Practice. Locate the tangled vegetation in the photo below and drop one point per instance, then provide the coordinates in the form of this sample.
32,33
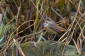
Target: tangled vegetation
22,21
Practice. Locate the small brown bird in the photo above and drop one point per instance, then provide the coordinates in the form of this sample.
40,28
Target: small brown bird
51,26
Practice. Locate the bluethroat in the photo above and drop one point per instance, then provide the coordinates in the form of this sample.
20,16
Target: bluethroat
51,26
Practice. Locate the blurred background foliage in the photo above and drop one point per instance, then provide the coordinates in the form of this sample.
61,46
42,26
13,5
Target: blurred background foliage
23,20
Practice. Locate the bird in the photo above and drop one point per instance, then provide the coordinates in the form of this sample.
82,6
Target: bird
51,26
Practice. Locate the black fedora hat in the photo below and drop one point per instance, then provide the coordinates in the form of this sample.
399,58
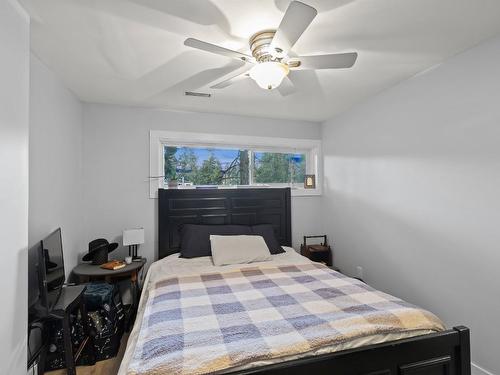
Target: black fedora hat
98,251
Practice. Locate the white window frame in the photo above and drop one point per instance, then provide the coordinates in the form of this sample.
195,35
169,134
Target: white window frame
159,138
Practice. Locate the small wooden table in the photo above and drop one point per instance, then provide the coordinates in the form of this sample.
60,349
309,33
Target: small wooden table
87,272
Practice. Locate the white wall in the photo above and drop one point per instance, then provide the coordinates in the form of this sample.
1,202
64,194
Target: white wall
14,117
56,195
116,166
412,193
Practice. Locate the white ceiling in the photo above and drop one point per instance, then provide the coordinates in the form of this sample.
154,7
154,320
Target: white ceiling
131,52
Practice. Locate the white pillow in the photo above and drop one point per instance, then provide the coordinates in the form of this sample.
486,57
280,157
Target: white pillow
238,249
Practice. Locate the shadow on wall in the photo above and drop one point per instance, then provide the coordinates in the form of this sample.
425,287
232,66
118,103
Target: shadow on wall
32,258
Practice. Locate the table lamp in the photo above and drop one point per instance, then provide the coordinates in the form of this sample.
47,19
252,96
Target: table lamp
133,238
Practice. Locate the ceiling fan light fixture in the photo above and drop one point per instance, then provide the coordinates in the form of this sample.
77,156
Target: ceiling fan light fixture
269,74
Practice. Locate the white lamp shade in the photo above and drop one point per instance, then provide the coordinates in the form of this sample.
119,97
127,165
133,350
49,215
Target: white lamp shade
269,74
133,236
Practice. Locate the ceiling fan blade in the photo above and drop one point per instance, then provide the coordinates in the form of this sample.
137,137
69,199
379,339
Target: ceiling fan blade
297,18
287,87
230,81
333,61
204,46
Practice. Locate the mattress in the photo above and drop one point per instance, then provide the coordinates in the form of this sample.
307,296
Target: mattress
173,266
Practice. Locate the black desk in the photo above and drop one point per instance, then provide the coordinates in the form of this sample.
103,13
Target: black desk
71,298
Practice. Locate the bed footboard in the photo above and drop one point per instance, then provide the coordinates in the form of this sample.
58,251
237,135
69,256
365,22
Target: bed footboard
444,353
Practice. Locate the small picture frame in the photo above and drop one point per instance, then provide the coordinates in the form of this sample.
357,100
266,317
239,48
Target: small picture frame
310,181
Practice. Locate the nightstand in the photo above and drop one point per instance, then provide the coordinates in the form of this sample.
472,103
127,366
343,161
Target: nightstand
317,252
88,272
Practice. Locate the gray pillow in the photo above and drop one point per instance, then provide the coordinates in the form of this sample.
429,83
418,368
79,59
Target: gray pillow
195,238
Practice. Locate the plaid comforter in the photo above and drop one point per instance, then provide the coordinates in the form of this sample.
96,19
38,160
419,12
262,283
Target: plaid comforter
211,322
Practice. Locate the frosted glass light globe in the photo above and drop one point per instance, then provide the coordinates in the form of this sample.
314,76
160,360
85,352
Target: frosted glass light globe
269,74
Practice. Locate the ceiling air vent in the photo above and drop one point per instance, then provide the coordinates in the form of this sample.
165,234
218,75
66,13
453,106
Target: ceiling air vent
199,94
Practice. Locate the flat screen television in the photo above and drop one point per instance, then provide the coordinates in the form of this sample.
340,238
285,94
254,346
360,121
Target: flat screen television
51,274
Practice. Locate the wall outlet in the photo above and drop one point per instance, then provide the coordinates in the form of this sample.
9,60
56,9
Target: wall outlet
359,272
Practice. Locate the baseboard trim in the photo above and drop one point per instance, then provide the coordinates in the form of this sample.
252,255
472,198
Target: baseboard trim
477,370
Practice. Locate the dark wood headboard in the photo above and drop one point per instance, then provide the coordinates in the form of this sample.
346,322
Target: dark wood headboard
221,206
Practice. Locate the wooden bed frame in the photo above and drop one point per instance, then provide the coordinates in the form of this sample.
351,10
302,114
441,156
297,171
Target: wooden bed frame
443,353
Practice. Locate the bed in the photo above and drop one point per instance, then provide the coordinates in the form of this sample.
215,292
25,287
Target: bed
367,331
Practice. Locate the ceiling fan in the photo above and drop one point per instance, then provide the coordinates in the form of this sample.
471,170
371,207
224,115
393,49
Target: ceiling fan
271,61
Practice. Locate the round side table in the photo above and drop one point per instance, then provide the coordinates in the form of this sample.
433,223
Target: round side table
86,272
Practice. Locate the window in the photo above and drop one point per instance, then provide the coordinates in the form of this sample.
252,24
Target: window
188,160
194,166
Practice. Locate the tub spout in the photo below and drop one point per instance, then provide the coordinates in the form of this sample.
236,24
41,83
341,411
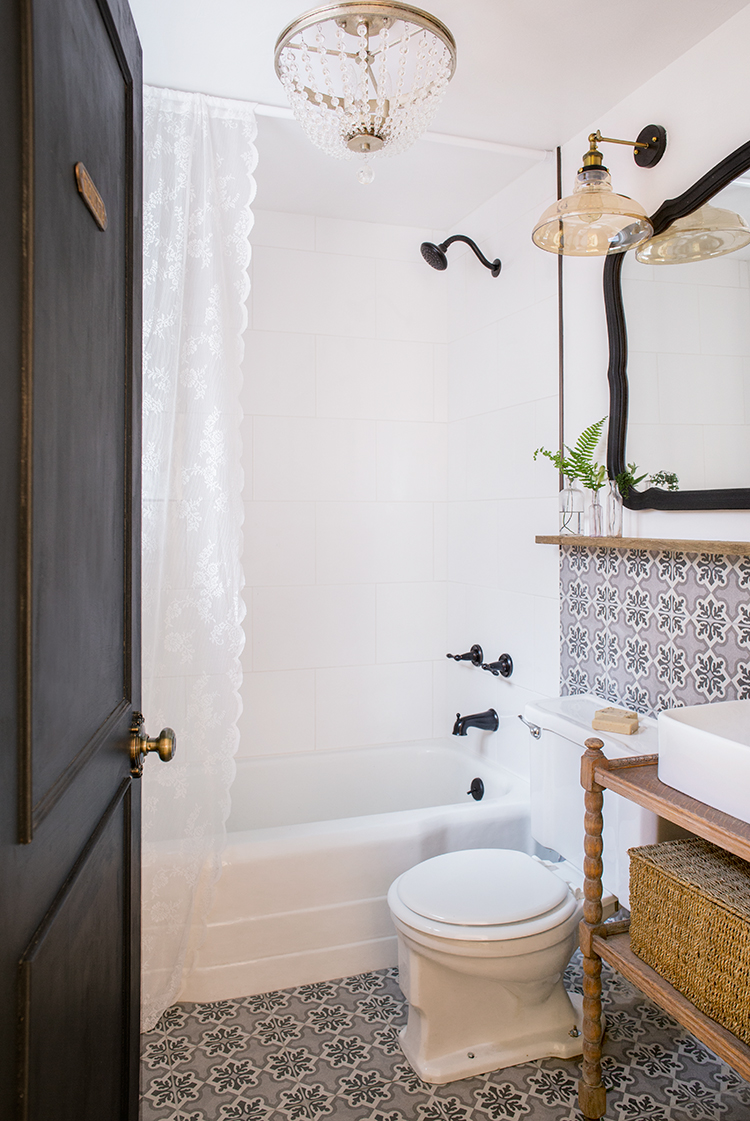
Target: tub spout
487,721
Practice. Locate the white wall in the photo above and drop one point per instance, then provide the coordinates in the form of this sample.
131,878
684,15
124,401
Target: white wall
701,100
372,546
345,483
502,404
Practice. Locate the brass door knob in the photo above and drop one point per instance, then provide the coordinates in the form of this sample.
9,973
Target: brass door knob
140,744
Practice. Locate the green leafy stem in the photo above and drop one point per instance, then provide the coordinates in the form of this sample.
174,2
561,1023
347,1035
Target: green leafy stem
579,461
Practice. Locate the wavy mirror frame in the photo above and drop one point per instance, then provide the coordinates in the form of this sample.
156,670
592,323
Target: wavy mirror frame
719,177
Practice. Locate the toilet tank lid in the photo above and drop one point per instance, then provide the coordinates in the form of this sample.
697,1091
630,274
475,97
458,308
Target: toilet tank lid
481,887
571,716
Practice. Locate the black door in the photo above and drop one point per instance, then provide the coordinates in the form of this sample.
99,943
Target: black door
70,656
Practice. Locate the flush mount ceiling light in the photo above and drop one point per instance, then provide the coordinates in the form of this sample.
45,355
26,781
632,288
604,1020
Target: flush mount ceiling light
594,221
364,77
709,231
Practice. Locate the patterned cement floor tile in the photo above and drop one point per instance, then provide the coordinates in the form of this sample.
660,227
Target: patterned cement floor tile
330,1052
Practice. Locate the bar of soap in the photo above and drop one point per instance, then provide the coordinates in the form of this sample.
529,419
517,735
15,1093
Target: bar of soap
616,720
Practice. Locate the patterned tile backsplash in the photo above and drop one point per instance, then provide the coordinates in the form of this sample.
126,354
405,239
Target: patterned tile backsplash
653,630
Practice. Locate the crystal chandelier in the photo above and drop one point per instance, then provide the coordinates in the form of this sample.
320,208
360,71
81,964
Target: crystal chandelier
364,77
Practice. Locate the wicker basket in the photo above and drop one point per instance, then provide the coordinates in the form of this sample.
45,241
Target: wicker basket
691,922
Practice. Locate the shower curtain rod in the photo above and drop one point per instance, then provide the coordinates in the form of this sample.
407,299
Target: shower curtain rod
499,149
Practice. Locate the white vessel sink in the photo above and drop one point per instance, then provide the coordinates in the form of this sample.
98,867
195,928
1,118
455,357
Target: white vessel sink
704,751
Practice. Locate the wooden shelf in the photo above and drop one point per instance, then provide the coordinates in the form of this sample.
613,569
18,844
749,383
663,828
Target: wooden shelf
618,953
727,548
636,778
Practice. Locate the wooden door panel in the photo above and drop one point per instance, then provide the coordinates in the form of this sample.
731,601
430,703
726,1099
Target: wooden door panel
70,607
79,401
67,1002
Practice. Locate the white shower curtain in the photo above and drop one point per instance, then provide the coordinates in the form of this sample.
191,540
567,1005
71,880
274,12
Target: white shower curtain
198,186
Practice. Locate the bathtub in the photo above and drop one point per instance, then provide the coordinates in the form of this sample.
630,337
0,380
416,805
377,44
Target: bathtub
315,841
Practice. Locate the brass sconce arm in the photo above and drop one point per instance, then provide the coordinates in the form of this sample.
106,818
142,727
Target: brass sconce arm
649,147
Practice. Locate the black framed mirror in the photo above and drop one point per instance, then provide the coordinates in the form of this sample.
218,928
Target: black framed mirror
723,175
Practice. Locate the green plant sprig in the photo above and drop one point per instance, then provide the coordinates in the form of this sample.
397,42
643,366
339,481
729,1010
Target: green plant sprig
579,463
628,479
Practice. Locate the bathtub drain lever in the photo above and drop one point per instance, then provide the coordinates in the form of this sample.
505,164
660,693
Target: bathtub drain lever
502,667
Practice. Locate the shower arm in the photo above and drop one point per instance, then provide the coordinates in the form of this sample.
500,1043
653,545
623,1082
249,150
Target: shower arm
492,266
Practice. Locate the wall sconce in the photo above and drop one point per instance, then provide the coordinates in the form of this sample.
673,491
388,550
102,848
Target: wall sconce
594,221
709,231
435,255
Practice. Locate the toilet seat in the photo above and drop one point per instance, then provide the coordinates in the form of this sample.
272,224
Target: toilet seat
481,895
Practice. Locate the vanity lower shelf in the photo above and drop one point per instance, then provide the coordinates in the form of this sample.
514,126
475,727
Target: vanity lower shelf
617,953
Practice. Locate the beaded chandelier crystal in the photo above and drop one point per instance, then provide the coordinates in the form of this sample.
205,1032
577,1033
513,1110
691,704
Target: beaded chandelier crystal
364,77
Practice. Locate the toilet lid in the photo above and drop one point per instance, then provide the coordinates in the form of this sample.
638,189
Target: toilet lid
481,887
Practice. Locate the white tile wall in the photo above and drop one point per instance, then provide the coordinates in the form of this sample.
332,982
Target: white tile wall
392,413
502,404
345,386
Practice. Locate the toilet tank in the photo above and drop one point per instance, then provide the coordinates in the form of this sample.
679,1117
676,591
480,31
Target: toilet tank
557,805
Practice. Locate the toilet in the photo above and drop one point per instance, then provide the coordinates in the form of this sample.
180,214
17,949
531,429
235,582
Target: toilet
484,934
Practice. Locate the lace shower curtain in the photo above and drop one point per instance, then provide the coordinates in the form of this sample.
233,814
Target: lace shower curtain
198,163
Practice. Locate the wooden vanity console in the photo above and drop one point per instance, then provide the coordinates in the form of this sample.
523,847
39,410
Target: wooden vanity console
636,778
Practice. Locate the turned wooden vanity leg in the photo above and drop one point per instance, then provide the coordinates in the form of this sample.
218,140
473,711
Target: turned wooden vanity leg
592,1095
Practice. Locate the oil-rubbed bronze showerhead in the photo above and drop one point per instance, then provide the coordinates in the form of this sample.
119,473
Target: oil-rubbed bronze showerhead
435,255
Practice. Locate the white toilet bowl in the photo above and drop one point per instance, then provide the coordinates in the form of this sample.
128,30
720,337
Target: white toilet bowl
484,936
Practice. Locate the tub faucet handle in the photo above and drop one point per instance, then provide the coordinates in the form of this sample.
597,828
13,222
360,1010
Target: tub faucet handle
475,656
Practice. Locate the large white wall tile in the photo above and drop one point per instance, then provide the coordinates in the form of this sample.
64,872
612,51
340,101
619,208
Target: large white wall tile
473,543
373,704
283,231
327,294
299,628
374,379
298,457
411,622
370,239
698,389
373,542
411,461
278,712
279,543
279,373
474,373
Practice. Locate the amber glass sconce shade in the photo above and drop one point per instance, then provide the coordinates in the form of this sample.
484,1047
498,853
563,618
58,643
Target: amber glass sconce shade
710,231
594,220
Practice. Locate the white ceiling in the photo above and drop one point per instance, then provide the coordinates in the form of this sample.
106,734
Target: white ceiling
530,74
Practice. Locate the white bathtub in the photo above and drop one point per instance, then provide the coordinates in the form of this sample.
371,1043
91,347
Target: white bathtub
315,841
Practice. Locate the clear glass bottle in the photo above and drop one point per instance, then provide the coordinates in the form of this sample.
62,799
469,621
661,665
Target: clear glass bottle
571,509
595,516
613,510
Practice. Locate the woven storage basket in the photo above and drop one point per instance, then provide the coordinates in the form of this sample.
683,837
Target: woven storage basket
691,922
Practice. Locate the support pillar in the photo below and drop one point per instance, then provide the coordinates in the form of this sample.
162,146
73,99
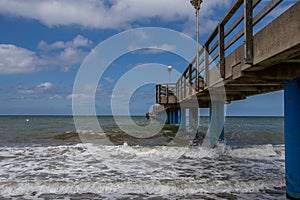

————

Exercise description: State how many lines of the records above contain the string "clear". Case counts; give the number alone.

Worked solution: 2